*** Information shown ***

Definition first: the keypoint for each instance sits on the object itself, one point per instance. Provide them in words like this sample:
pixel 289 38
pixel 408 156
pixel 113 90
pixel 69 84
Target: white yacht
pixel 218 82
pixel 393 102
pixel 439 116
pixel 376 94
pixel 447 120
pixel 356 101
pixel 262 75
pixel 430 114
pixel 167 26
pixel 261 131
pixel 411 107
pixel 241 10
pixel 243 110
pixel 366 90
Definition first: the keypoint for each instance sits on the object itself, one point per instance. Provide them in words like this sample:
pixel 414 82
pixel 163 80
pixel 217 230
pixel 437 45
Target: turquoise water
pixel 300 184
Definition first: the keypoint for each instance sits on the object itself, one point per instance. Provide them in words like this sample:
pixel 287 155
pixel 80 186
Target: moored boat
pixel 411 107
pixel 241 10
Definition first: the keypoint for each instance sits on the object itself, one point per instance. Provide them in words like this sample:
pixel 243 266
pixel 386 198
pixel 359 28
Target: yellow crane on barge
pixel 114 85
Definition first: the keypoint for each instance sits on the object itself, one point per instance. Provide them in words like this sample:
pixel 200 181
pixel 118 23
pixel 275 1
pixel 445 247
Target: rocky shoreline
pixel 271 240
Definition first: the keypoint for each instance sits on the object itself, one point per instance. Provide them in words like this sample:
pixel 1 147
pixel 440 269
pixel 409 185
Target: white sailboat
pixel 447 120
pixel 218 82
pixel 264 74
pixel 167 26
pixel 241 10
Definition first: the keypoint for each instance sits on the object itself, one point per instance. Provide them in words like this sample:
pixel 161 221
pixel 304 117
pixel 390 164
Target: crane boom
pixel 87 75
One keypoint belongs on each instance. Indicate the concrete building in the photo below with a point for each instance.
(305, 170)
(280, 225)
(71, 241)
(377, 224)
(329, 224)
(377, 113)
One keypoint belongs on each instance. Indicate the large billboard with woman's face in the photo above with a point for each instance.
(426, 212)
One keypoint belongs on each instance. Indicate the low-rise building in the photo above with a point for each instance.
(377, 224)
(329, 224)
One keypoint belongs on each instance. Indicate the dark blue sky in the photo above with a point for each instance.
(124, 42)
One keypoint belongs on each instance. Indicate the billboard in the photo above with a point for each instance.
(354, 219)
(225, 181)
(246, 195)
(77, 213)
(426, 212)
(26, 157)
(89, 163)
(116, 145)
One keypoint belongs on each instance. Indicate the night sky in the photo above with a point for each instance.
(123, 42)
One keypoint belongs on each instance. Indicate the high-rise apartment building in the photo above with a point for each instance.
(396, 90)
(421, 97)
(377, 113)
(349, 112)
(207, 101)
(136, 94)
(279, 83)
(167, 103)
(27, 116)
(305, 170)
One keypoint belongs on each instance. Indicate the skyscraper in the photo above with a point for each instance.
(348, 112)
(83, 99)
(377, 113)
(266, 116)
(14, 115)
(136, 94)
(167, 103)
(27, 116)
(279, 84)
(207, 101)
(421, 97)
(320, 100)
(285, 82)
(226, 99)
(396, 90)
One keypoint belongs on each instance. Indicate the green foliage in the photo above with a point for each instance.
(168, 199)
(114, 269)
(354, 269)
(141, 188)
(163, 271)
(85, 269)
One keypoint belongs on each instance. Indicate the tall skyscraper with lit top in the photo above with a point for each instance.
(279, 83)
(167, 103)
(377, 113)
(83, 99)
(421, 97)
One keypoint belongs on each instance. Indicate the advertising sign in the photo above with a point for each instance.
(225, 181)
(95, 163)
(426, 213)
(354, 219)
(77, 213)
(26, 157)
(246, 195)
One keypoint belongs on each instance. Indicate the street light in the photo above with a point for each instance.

*** End of Information shown ***

» **Task requirements**: Output the records above, each one exactly, with none left out.

» **Exercise output**:
Definition first: the keypoint for each instance sits on the object itself, one point per instance. Provide them in words like this sample:
pixel 289 38
pixel 408 156
pixel 113 90
pixel 69 84
Target: white yacht
pixel 218 82
pixel 393 102
pixel 439 116
pixel 376 94
pixel 447 120
pixel 356 101
pixel 262 75
pixel 430 114
pixel 167 26
pixel 261 131
pixel 411 107
pixel 241 10
pixel 243 110
pixel 366 90
Definition first: the keypoint for each instance sits on the object itself, one point per instance. Provide them in words like this sample:
pixel 414 82
pixel 163 80
pixel 217 230
pixel 437 45
Target: turquoise water
pixel 300 184
Definition first: the keypoint for each instance sits on the object itself, one point per instance. Provide them in words like this sample:
pixel 287 155
pixel 80 186
Target: moored boat
pixel 411 107
pixel 241 10
Definition first: the keypoint for each instance sits on the object itself, one point per instance. Provide them in words like this sample:
pixel 243 266
pixel 386 198
pixel 359 28
Target: yellow crane on barge
pixel 114 85
Definition first: the keypoint for each instance sits on the object itself, one point per instance. Provide them in words like this sample:
pixel 200 181
pixel 118 23
pixel 275 1
pixel 445 247
Target: rocky shoreline
pixel 271 240
Definition first: the keypoint for each instance sits on the object itself, one point per instance. Provide them in words like this sample:
pixel 1 147
pixel 440 269
pixel 409 185
Target: white sailboat
pixel 447 120
pixel 218 82
pixel 264 74
pixel 167 26
pixel 241 10
Definition first: the keypoint for each instance sits on the object itself, one point per instance. Provide them in words like this sample:
pixel 161 221
pixel 304 117
pixel 390 164
Target: crane boom
pixel 87 75
One keypoint belongs on each instance. Indicate the concrete building in the photo below with a point for each instance.
(305, 170)
(280, 225)
(71, 241)
(377, 224)
(329, 224)
(377, 113)
One keypoint belongs on each instance. Indicate the large billboard with woman's face in the photo above with a point for each instance.
(426, 212)
One keypoint belongs on each instance. Indicate the low-rise building in the photo above with a point for each instance.
(377, 224)
(329, 224)
One keypoint belongs on each instance. Indicate the dark blue sky in the photo above with a point for each instance.
(124, 42)
One keypoint belongs on each instance. Indicate the billboard in the photo above with a point for each instance.
(354, 219)
(225, 181)
(246, 195)
(77, 213)
(426, 212)
(26, 157)
(89, 163)
(116, 145)
One keypoint belongs on each instance. Indicate the night sky in the photo above with a point for each instance.
(123, 42)
One keypoint belongs on each instance. Indicate the high-rise apartment building in the photo above with a point for each instance.
(396, 90)
(421, 97)
(377, 113)
(349, 112)
(207, 101)
(136, 94)
(279, 83)
(167, 103)
(27, 116)
(305, 170)
One keypoint belongs on each instance. Indicate the skyscraper in the photo above with a point for each instance.
(348, 112)
(83, 99)
(377, 113)
(266, 116)
(14, 115)
(136, 94)
(167, 103)
(27, 116)
(279, 84)
(207, 101)
(421, 97)
(320, 100)
(285, 82)
(226, 99)
(396, 90)
One keypoint belongs on each instance. Indicate the green foliage in the photo above with a point for each instance.
(168, 199)
(114, 269)
(354, 269)
(141, 188)
(163, 271)
(85, 269)
One keypoint belongs on each instance. Indicate the tall skyscraper with lit top in the photo above with a point for each instance.
(279, 83)
(167, 103)
(377, 113)
(83, 99)
(421, 97)
One keypoint belongs on each instance. Indicate the advertising sign in the photo above with a point for each instance.
(225, 181)
(95, 163)
(426, 213)
(354, 219)
(77, 213)
(26, 157)
(246, 195)
One keypoint belongs on each instance. Indicate the street light in the photo above with a point for each instance.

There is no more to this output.